### Problem to solve
Quote the whole listing word for word, please.
++++ Provided information
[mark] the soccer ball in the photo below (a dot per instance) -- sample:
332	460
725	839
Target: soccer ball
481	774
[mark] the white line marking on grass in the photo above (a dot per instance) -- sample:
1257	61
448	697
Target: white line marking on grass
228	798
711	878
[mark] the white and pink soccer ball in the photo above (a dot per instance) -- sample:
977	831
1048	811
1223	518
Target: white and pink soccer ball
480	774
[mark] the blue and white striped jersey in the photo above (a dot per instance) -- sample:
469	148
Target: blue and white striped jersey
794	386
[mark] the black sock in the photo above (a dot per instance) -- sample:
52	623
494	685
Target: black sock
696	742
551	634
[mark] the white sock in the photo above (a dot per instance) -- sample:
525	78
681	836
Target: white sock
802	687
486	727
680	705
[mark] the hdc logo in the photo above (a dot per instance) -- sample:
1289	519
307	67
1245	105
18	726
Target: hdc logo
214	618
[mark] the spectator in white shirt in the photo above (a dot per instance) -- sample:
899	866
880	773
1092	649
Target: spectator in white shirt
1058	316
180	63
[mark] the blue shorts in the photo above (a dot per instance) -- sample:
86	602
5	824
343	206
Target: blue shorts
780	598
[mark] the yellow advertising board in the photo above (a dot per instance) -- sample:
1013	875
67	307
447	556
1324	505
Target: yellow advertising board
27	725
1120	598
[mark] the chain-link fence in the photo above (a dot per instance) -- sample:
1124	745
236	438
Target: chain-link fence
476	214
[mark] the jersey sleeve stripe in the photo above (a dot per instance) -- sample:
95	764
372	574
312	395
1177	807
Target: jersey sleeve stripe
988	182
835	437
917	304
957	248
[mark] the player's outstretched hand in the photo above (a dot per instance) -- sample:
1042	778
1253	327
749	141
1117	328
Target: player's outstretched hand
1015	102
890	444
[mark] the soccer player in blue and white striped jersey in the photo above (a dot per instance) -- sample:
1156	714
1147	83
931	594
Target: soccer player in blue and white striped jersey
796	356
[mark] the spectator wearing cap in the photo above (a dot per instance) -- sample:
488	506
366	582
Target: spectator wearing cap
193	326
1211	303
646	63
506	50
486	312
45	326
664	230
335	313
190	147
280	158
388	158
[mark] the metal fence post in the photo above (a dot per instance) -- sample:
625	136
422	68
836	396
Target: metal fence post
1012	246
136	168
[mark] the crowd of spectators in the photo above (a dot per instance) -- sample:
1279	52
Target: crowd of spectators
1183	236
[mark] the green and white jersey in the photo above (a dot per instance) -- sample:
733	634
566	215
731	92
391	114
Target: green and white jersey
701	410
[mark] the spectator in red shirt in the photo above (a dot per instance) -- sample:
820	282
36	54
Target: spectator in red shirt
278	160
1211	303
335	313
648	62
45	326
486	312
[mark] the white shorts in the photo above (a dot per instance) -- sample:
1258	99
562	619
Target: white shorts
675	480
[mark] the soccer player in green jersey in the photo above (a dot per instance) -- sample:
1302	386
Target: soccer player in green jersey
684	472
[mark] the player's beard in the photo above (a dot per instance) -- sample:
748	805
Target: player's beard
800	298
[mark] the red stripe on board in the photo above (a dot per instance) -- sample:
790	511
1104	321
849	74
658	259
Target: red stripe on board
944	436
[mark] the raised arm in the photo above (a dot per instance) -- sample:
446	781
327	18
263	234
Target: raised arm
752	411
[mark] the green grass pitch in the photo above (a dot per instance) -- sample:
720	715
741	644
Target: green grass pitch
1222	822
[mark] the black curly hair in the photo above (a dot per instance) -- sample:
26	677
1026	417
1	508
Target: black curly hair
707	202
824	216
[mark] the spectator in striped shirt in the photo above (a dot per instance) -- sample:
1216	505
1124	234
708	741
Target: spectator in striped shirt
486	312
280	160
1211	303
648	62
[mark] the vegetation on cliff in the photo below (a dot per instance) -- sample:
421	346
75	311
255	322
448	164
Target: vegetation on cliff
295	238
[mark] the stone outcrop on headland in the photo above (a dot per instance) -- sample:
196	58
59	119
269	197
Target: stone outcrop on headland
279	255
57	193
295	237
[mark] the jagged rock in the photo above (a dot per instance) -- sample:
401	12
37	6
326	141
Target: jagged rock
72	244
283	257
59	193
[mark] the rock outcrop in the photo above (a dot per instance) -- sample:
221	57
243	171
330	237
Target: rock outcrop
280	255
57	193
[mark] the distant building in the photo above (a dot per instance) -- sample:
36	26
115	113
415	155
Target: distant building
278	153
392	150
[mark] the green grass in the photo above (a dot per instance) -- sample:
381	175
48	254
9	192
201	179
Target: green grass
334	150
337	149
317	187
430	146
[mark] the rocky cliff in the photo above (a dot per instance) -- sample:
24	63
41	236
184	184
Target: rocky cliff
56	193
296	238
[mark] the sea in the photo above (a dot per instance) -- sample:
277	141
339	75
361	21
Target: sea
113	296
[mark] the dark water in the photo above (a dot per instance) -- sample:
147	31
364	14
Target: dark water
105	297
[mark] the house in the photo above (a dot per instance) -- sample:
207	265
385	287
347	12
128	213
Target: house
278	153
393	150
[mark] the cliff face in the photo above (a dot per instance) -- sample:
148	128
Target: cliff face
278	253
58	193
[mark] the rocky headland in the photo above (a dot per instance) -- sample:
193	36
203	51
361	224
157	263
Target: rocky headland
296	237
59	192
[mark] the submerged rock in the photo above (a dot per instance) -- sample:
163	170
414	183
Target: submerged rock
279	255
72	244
++++++++
### Answer below
[mark] the soccer ball in the photo below (a dot per instance) -- sample:
332	460
725	839
Target: soccer ball
481	774
[mark] the white line marking on grass in the photo above (a dot per instance) -- sample:
1257	61
448	697
Target: white line marking on grass
228	798
711	878
[mark] the white and pink soccer ball in the photo above (a dot per instance) -- sample:
977	831
1048	811
1223	518
Target: white and pink soccer ball
480	774
[mark] the blue and white striped jersey in the photo above (a dot per instance) -- sample:
469	148
Target: blue and white striped jersey
794	386
[mark] the black sock in the photo above (a dot per instance) -- sample:
52	623
494	685
Target: black sock
696	742
551	634
[mark] the white sock in the photo above (a dot per instance) -- sample:
525	78
681	836
Target: white sock
802	687
486	727
680	705
[mark] the hdc logo in the photo above (a dot per instance) -- sample:
1289	519
307	67
1245	105
18	726
Target: hdc logo
214	618
[mark] the spectator in white shirt in the photo above (a dot per instance) -- sample:
899	866
880	773
1092	649
Target: spectator in white shirt
1058	316
180	63
[mark] the blue shorts in the photo above (a dot per instance) -- sample:
86	602
5	824
343	206
Target: blue shorts
780	598
[mark] the yellow advertising board in the photo above (a dot per instance) -- sample:
1013	875
67	307
447	556
1324	505
Target: yellow advertising board
27	725
1120	598
[mark] the chain-link fence in the photo above (a dot per instance) -- sample:
1124	745
236	438
Target: chain-link fence
476	214
[mark] the jersey sleeve stripe in the photo above (a dot per instance) -- sample:
95	764
372	574
312	395
1177	807
Target: jersey sleeve stripe
988	182
835	437
917	304
957	248
[mark] the player's outstretched hand in the photo above (a dot per instance) -- sample:
1042	778
1253	327
749	141
1117	328
Target: player's outstretched hand
1015	102
890	444
[mark] the soccer player in blue and white striped jersey in the photo above (a dot per instance) -- sample:
1156	714
1147	83
931	594
Target: soccer player in blue and white striped jersey
796	356
[mark] the spectator wearing cap in the photo above (a dot per instance) -- sample:
488	506
366	582
Target: spectator wearing cap
193	326
1211	303
646	63
506	50
486	312
45	326
664	230
335	313
190	147
280	158
388	158
[mark] the metal fence post in the photo above (a dot per instance) -- sample:
625	136
422	68
836	396
Target: metal fence post
1012	246
136	168
[mark] the crowd of spectators in the photo above (a dot per instance) -- sample:
1279	52
Target: crowd of spectators
1183	236
[mark] the green and white jersey in the photo above (a dot per instance) -- sample:
733	634
566	215
731	92
391	114
Target: green and white jersey
701	410
[mark] the spectator in red shirt in the photo above (a dot per instance) -- sample:
820	282
36	54
Target: spectator in red shirt
278	160
1211	303
335	313
648	62
45	326
486	312
[mark] the white shorts in the photo above (a dot per instance) -- sample:
1258	99
562	619
Target: white shorts
675	480
[mark] the soccer player in green jersey in the photo above (a dot per instance) -- sample:
1302	386
Target: soccer player in green jersey
684	472
[mark] the player's beard in the photo above (a dot per instance) -- sample:
748	805
Target: player's beard
800	298
[mark] the red stripe on board in the photo above (a dot per instance) -- sample:
790	511
1104	321
849	74
658	259
Target: red stripe on board
944	436
[mark] the raised arm in the photo above (a dot per instance) -- sample:
446	781
327	18
263	234
Target: raised arm
752	411
[mark] the green grass pitch in the photo above (a dot per instance) -- sample:
720	715
741	644
Target: green grass pitch
1222	822
[mark] the black curly hair in the photo above (a dot per instance) -- sample:
26	677
1026	417
1	508
Target: black curly hair
707	202
824	216
[mark] the spectator in striped shirt in the photo above (a dot per instance) -- sample:
1216	505
1124	234
708	741
Target: spectator in striped shirt
486	312
280	160
1211	303
648	62
[mark] the vegetation on cliff in the photo below (a dot per instance) -- sample:
421	346
75	311
255	322
448	164
Target: vegetation on cliff
295	238
[mark] the stone outcrop on headland in the photo above (a dot per instance) -- sample:
196	58
59	119
269	197
Target: stone outcrop on headland
279	255
57	193
295	237
[mark] the jagged rock in the photo above (a dot per instance) -- sample:
401	12
37	6
326	141
Target: jagged rock
72	244
283	257
59	193
[mark] the rock outcrop in the photo above (a dot per instance) -- sample:
221	57
243	171
330	237
Target: rock outcrop
280	255
57	193
[mark] the distant building in the photo above (a dot per instance) -- sample:
36	26
115	113
415	155
Target: distant building
278	153
392	150
[mark] the green grass in the photo above (a dot per instance) -- sample:
381	175
48	254
9	192
201	179
Target: green grass
334	150
337	149
317	187
430	146
[mark] the rocky cliff in the photo above (a dot per instance) -- sample:
24	63
41	236
184	184
Target: rocky cliff
56	193
296	238
[mark] the sea in the photo above (a dot per instance) -- sample:
277	141
339	75
361	21
Target: sea
113	296
[mark] the dark water in the photo above (a dot per instance) -- sample:
147	31
364	14
Target: dark water
105	297
[mark] the house in the photo above (a dot per instance) -- sample:
207	265
385	287
347	12
128	213
Target: house
278	153
393	150
[mark] the cliff face in the photo above (a dot per instance) -- sample:
148	128
Target: cliff face
278	253
58	193
[mark] the rocky headland in the photo above (a dot per instance) -- sample:
193	36
203	51
361	224
157	263
Target: rocky headland
296	237
59	192
[mark] the submerged rock in the photo above (a dot per instance) -- sample:
163	170
414	183
Target: submerged rock
279	255
72	244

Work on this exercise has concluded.